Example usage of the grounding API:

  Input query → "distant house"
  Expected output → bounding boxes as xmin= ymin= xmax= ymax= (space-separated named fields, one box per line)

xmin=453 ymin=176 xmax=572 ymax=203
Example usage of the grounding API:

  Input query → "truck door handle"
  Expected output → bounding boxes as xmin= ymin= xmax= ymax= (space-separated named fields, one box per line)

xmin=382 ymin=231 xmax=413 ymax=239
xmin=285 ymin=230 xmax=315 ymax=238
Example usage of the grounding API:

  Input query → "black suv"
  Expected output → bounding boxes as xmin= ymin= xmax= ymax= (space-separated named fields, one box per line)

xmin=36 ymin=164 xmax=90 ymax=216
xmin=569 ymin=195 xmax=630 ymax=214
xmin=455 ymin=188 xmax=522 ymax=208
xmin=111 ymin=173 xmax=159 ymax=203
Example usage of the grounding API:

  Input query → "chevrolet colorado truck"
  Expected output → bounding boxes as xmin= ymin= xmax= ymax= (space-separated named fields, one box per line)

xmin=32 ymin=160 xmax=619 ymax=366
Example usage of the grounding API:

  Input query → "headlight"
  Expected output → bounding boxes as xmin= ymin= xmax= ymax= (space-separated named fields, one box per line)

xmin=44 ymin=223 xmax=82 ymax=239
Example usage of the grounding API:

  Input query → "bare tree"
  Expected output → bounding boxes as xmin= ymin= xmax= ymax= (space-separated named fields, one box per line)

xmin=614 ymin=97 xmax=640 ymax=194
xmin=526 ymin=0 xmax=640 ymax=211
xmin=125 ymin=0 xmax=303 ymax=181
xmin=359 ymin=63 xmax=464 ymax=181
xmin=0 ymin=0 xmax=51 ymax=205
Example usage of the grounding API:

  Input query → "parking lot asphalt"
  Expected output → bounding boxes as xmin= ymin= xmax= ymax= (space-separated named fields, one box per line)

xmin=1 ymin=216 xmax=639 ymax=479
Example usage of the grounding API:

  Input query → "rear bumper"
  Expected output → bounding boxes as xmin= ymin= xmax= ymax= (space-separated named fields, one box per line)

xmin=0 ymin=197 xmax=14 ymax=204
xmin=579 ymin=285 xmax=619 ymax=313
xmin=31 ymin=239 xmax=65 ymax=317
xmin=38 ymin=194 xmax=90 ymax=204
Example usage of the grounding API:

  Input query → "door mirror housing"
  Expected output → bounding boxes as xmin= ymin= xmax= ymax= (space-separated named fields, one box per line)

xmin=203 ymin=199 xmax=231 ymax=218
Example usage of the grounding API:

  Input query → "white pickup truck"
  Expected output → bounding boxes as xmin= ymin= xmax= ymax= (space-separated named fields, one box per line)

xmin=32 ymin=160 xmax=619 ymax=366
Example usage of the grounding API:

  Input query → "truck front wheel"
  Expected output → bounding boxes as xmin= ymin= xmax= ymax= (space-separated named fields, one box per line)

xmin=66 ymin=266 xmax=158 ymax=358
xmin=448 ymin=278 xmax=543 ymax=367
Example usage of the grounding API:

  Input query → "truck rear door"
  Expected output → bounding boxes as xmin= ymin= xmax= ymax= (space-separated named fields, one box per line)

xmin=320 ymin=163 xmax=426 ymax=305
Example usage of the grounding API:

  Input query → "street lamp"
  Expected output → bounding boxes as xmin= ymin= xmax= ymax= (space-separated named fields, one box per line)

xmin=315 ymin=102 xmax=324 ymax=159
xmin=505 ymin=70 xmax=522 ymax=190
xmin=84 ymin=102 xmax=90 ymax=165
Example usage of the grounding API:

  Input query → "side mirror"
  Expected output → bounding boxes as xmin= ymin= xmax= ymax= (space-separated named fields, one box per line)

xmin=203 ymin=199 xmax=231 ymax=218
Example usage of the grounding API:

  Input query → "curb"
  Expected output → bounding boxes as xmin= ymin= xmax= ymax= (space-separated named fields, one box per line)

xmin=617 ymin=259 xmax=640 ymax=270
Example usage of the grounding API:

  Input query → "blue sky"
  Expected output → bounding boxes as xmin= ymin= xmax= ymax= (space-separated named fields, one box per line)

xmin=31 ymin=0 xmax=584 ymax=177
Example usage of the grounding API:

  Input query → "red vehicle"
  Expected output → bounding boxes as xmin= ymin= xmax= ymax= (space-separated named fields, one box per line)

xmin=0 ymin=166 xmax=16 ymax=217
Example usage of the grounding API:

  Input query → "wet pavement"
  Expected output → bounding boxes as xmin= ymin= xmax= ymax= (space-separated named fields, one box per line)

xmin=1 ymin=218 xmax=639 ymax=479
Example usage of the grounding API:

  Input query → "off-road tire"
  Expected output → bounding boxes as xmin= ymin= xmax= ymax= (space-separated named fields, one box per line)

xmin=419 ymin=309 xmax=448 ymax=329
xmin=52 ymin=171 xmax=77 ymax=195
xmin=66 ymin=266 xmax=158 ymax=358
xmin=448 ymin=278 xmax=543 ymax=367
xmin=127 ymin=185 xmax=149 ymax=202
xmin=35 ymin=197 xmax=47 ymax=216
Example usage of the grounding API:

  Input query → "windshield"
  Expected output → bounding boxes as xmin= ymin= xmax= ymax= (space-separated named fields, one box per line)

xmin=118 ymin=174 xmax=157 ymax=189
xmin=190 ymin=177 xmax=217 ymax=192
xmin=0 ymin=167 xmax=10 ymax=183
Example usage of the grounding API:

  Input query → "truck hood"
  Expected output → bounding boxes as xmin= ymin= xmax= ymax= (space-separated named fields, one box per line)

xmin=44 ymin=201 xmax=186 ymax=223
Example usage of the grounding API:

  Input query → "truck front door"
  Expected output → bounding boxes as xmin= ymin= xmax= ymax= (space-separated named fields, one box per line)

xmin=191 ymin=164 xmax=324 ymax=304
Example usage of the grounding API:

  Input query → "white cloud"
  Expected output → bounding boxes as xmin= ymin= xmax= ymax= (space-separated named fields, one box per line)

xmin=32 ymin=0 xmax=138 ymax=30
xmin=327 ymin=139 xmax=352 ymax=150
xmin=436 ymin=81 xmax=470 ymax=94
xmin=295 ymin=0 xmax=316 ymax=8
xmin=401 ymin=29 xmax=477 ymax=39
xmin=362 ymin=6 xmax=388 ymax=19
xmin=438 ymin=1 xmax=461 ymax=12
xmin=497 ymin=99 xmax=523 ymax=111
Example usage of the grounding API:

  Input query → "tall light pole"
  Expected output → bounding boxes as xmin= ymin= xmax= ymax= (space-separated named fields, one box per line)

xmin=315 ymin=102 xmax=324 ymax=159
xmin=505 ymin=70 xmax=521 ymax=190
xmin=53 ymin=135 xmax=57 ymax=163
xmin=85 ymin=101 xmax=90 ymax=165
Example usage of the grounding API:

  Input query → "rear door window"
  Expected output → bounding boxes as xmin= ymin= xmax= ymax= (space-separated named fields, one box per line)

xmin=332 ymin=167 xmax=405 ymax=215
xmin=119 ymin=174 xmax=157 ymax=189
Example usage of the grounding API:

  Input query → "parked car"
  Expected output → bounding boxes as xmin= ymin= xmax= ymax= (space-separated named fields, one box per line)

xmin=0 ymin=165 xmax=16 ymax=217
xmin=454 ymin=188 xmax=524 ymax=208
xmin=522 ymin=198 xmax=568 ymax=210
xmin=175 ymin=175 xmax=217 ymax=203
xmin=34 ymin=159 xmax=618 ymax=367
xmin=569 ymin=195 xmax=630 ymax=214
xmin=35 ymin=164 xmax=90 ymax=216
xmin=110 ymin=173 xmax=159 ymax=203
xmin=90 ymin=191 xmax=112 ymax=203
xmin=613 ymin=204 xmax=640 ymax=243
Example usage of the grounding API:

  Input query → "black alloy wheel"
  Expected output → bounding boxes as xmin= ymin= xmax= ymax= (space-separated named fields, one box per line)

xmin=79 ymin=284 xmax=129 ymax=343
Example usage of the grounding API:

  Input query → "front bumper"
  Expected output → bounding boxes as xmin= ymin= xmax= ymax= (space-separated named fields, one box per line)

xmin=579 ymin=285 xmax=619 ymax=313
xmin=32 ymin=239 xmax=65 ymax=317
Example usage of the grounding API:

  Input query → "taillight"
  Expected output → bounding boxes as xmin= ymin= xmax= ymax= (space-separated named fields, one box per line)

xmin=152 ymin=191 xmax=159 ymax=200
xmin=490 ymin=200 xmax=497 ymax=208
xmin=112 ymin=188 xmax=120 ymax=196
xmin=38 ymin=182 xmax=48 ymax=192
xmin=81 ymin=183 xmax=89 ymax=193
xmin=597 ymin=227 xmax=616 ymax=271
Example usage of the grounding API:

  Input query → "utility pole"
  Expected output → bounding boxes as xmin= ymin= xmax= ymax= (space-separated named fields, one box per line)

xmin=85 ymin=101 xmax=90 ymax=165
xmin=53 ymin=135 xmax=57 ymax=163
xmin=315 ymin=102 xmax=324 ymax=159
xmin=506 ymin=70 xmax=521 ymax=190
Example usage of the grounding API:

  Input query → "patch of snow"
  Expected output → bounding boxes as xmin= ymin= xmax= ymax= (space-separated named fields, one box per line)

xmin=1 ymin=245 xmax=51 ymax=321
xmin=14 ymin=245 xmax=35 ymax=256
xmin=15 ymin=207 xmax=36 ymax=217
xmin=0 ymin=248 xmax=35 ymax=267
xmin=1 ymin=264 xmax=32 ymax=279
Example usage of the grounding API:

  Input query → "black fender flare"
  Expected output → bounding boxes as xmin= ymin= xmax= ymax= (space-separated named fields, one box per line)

______

__Problem requirements__
Take every line from the listing above that includes the word "white" and copy it.

__Result below__
  Input query → "white pickup truck"
  Input query → "white cloud"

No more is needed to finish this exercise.